=== Data extracted from a collection ===
—————

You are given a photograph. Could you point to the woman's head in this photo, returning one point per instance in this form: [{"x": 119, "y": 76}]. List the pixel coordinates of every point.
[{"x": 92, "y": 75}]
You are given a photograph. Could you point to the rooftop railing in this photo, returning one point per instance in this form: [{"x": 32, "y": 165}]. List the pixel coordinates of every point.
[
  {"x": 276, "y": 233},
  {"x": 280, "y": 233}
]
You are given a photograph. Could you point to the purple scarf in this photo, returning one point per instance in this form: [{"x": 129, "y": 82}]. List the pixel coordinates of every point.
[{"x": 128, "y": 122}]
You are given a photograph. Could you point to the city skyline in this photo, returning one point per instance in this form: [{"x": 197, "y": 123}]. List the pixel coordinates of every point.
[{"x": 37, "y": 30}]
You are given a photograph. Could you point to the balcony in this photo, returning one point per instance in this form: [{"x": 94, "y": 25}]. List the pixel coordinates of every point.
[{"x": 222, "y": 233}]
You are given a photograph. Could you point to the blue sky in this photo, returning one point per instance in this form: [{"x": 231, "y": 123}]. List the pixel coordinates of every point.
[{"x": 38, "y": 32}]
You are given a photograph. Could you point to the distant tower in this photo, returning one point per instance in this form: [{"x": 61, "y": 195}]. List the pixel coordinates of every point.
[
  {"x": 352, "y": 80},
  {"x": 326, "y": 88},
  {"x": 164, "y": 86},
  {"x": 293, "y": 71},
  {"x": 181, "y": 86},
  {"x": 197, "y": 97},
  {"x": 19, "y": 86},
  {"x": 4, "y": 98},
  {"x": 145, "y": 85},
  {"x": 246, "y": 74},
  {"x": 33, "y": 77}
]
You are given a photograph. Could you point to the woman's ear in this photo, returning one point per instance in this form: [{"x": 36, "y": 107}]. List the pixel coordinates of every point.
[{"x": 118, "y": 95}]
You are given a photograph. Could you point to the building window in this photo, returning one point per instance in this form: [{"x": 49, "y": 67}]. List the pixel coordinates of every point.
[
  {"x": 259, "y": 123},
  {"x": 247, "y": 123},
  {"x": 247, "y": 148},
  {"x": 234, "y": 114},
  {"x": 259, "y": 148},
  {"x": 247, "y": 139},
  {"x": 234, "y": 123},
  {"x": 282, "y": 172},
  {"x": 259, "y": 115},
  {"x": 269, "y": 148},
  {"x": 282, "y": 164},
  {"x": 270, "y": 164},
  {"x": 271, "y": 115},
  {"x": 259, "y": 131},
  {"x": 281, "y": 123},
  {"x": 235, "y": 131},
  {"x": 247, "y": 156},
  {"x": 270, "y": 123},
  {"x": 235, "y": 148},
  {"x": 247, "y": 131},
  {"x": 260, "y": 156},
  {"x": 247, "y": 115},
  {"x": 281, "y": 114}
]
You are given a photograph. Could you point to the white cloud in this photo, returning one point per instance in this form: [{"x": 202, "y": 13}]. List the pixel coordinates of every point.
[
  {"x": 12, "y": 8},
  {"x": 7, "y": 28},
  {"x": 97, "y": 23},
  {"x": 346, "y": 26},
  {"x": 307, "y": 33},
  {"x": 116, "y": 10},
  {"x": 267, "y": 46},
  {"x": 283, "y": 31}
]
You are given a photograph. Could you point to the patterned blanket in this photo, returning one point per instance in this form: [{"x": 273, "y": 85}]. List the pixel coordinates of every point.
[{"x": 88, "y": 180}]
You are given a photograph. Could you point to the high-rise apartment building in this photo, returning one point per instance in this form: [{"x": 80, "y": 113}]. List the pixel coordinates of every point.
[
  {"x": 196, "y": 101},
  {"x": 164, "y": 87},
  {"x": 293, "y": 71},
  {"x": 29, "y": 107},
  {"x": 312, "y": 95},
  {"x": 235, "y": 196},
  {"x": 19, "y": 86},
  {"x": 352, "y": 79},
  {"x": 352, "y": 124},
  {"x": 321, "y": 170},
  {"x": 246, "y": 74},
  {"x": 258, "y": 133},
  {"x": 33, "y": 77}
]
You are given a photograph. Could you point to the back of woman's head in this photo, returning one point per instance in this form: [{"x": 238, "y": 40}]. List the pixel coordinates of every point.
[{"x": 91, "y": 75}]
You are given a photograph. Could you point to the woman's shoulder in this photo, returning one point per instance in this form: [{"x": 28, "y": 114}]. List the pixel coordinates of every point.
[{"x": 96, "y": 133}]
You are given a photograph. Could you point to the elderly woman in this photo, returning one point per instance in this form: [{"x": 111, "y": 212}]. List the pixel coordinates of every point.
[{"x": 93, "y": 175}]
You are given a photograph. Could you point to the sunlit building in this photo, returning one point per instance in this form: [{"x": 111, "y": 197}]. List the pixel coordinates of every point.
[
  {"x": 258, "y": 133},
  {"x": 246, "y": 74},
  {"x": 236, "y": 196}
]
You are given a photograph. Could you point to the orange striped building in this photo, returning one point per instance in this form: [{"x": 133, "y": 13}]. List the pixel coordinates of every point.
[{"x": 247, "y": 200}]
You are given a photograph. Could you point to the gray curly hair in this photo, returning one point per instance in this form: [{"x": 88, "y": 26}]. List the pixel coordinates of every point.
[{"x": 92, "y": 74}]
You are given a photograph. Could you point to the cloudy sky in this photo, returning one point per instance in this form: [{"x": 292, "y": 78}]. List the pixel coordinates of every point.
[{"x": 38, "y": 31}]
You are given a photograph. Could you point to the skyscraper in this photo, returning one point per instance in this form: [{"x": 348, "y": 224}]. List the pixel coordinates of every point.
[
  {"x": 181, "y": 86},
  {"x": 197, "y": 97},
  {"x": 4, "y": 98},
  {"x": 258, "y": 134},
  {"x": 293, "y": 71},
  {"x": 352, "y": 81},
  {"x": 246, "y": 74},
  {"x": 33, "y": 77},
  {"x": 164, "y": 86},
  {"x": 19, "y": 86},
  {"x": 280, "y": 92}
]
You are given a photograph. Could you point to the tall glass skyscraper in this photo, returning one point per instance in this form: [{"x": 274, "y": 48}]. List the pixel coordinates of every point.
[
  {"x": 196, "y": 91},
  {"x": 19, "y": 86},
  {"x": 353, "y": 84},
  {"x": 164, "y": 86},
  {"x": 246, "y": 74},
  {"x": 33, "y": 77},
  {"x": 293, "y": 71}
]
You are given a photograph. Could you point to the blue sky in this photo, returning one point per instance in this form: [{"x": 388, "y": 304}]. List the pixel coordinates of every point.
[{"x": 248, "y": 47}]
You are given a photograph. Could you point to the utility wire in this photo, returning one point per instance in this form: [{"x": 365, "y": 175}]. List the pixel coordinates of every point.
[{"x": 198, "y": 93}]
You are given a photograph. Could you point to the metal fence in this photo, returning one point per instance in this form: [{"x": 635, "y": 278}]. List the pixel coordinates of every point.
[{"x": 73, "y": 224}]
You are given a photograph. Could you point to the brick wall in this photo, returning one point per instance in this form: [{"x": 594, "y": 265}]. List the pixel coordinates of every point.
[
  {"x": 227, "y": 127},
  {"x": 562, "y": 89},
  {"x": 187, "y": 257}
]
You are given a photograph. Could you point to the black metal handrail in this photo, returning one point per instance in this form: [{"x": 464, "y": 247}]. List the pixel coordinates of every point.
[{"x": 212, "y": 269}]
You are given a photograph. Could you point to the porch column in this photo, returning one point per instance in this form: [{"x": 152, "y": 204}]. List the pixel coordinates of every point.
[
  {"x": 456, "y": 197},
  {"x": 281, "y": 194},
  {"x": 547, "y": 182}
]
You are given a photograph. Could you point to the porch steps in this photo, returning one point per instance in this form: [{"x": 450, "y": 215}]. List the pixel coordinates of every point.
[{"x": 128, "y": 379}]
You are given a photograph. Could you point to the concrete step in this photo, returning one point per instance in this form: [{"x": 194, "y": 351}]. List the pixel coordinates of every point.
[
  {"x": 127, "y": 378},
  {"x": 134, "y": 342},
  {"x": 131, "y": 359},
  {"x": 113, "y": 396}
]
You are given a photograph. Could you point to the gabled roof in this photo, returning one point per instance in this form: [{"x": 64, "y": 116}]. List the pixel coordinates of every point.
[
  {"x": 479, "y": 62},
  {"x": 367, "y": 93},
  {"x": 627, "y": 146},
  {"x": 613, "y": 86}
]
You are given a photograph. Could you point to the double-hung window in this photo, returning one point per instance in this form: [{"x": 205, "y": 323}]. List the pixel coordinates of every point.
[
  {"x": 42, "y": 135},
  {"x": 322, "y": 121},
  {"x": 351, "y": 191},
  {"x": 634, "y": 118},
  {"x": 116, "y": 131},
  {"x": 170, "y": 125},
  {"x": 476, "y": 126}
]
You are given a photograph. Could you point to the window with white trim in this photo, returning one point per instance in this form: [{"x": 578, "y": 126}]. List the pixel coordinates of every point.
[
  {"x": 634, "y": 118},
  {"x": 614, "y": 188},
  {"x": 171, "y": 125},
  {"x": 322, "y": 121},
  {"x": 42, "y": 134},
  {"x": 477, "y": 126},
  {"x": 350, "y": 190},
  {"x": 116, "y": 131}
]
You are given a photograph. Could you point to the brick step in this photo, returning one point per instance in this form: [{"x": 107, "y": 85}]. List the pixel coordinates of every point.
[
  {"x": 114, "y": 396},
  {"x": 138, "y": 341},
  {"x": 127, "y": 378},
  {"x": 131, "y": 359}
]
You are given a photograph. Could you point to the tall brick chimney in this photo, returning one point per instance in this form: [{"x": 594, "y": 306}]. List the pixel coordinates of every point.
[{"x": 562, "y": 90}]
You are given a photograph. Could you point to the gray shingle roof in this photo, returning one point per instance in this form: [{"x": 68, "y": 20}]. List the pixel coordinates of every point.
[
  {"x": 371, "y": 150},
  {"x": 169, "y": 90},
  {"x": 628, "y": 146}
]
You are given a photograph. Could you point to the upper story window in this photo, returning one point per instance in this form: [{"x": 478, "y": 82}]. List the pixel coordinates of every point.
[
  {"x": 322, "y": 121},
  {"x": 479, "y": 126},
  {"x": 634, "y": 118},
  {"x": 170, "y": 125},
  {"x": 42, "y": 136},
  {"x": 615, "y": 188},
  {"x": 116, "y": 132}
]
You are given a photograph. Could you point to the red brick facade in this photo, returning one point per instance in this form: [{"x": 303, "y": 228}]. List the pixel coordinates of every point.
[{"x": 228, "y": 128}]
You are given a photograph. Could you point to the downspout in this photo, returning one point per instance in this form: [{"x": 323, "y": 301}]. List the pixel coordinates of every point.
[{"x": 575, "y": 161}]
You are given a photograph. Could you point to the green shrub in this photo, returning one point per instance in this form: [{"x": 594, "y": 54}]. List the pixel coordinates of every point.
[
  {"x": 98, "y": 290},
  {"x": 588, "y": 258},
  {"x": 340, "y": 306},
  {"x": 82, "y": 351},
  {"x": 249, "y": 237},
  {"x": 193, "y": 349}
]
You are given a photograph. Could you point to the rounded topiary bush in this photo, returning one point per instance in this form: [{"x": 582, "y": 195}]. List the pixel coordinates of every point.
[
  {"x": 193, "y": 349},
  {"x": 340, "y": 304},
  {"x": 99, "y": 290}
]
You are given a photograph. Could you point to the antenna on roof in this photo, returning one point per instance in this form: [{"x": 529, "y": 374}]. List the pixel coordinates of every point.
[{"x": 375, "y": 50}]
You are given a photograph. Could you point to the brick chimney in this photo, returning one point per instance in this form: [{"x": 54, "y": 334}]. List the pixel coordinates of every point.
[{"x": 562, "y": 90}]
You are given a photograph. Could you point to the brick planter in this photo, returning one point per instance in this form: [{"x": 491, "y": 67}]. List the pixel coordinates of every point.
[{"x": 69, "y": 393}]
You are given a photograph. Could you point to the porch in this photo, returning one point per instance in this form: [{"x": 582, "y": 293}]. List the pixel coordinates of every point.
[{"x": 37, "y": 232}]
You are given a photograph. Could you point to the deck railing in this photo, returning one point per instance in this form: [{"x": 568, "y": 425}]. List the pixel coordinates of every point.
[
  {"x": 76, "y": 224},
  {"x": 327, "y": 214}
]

—————

=== Problem statement ===
Having found the line with "You are given a photograph. Could you point to the antenna", transcribe it and each line after it to the end of the entries, with no other lines.

=== Task response ===
You are given a photograph. Could you point to the antenna on roof in this photo, returning one point per instance in this form: [{"x": 529, "y": 374}]. List the pixel coordinates of every point.
[{"x": 375, "y": 50}]
You are given a photograph. Could you point to the brick chimney in this photo, returning one point per instance in this form: [{"x": 54, "y": 334}]. List the pixel coordinates of every point.
[{"x": 562, "y": 90}]
You are given a photograph. Could you point to the brick planter in this photo, returning one point per instance in this form: [{"x": 491, "y": 67}]. List the pixel coordinates of every point.
[{"x": 69, "y": 393}]
You are given a photograph. Could you point to the porch in this photo, returning one point per instance in this form: [{"x": 582, "y": 293}]. List the pixel coordinates of every point.
[{"x": 37, "y": 232}]
You are given a photograph. Could you point to the deck railing in this photo, returning one point per instance in this form: [{"x": 568, "y": 425}]. List the pixel coordinates of every point.
[
  {"x": 76, "y": 224},
  {"x": 327, "y": 214}
]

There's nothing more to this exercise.